→ What is needed:
Copy out the complete listing, word for word.

>> BEGIN Raw data

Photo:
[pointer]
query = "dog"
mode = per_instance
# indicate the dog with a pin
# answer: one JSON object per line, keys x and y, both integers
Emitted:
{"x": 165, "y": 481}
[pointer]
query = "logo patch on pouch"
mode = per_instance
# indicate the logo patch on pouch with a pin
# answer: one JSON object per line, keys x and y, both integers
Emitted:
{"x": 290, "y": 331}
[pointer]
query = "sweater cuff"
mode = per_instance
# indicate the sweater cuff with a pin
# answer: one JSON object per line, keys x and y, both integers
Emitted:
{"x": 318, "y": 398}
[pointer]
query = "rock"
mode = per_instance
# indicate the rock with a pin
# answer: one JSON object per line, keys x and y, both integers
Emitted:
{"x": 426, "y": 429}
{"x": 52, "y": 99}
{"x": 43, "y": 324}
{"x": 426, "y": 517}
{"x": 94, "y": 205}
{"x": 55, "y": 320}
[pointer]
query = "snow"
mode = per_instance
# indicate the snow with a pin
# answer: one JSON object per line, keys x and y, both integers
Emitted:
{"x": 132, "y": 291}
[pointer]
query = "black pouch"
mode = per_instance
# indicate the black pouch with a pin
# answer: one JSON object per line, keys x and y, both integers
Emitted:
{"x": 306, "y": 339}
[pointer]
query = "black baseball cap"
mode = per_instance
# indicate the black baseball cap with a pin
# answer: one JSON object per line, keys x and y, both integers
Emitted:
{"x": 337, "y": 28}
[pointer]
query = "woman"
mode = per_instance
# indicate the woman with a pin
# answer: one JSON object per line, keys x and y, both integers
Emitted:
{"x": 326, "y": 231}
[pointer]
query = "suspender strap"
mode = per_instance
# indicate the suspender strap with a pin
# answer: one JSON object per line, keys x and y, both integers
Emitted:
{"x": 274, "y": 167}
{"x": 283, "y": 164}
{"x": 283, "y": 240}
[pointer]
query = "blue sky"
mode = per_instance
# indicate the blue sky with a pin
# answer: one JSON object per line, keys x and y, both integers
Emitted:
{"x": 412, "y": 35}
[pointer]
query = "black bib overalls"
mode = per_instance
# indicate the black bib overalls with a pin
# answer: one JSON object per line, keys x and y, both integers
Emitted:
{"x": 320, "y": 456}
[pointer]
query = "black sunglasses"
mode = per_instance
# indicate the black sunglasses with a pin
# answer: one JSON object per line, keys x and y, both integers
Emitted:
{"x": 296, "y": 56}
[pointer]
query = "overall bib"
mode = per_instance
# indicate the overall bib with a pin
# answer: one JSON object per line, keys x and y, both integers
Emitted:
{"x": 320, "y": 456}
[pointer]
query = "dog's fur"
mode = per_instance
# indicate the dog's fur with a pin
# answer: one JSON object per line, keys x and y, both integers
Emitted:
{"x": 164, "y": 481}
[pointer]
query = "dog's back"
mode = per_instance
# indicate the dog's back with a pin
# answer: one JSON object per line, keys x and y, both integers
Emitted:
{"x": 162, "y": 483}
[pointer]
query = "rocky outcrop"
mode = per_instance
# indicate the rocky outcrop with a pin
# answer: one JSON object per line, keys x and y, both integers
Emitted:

>> END Raw data

→ Task solution:
Photo:
[pointer]
query = "dog"
mode = per_instance
# indicate the dog with a pin
# answer: one JSON object per line, keys x and y, both integers
Emitted:
{"x": 165, "y": 481}
[pointer]
query = "logo patch on pouch"
mode = per_instance
# indicate the logo patch on pouch with a pin
# answer: one JSON object per line, keys x and y, both integers
Emitted:
{"x": 290, "y": 331}
[pointer]
query = "sweater cuff"
mode = per_instance
# indicate the sweater cuff with a pin
# answer: one JSON object per line, keys x and y, both integers
Emitted:
{"x": 318, "y": 398}
[pointer]
query = "rock"
mode = per_instance
# indicate the rock with a pin
# answer: one JSON object per line, keys x and y, both integers
Emitted:
{"x": 426, "y": 429}
{"x": 52, "y": 99}
{"x": 43, "y": 324}
{"x": 426, "y": 517}
{"x": 94, "y": 205}
{"x": 55, "y": 320}
[pointer]
query = "snow"
mode = per_instance
# indicate the snow with a pin
# answer: one JSON object per line, keys x and y, both integers
Emitted:
{"x": 132, "y": 291}
[pointer]
query = "black pouch"
mode = per_instance
# indicate the black pouch with a pin
# answer: one JSON object per line, keys x and y, both integers
Emitted:
{"x": 306, "y": 339}
[pointer]
query = "black baseball cap"
mode = per_instance
# indicate the black baseball cap with a pin
# answer: one JSON object per line, keys x and y, both integers
Emitted:
{"x": 337, "y": 28}
[pointer]
query = "woman"
mode = per_instance
# indicate the woman with a pin
# answer: one JSON object per line, keys x and y, both integers
Emitted:
{"x": 326, "y": 231}
[pointer]
query = "suspender strap"
mode = per_instance
# indicate the suspender strap with a pin
# answer: one JSON object per line, keys x and y, both integers
Emitted:
{"x": 274, "y": 167}
{"x": 283, "y": 164}
{"x": 283, "y": 240}
[pointer]
query = "blue sky"
mode = per_instance
# indicate the blue sky with a pin
# answer: one JSON object per line, keys x and y, both integers
Emitted:
{"x": 412, "y": 35}
[pointer]
query = "black bib overalls"
mode = per_instance
# indicate the black bib overalls with a pin
# answer: one JSON object per line, keys x and y, both integers
Emitted:
{"x": 320, "y": 456}
[pointer]
query = "black sunglasses"
mode = per_instance
# indicate the black sunglasses with a pin
# answer: one JSON object per line, keys x and y, both integers
Emitted:
{"x": 296, "y": 56}
[pointer]
query = "overall bib"
mode = per_instance
# indicate the overall bib with a pin
# answer: one JSON object per line, keys x and y, both integers
Emitted:
{"x": 320, "y": 456}
[pointer]
query = "dog's fur"
mode = per_instance
# indicate the dog's fur with a pin
# answer: one JSON object per line, keys x and y, both integers
Emitted:
{"x": 164, "y": 481}
[pointer]
query = "dog's back"
mode = per_instance
# indicate the dog's back with a pin
# answer: one JSON object per line, keys x and y, both integers
Emitted:
{"x": 162, "y": 483}
[pointer]
query = "rocky outcrop"
mode = per_instance
# indicate the rocky outcrop with a pin
# answer: one JSON object per line, keys x and y, both integers
Emitted:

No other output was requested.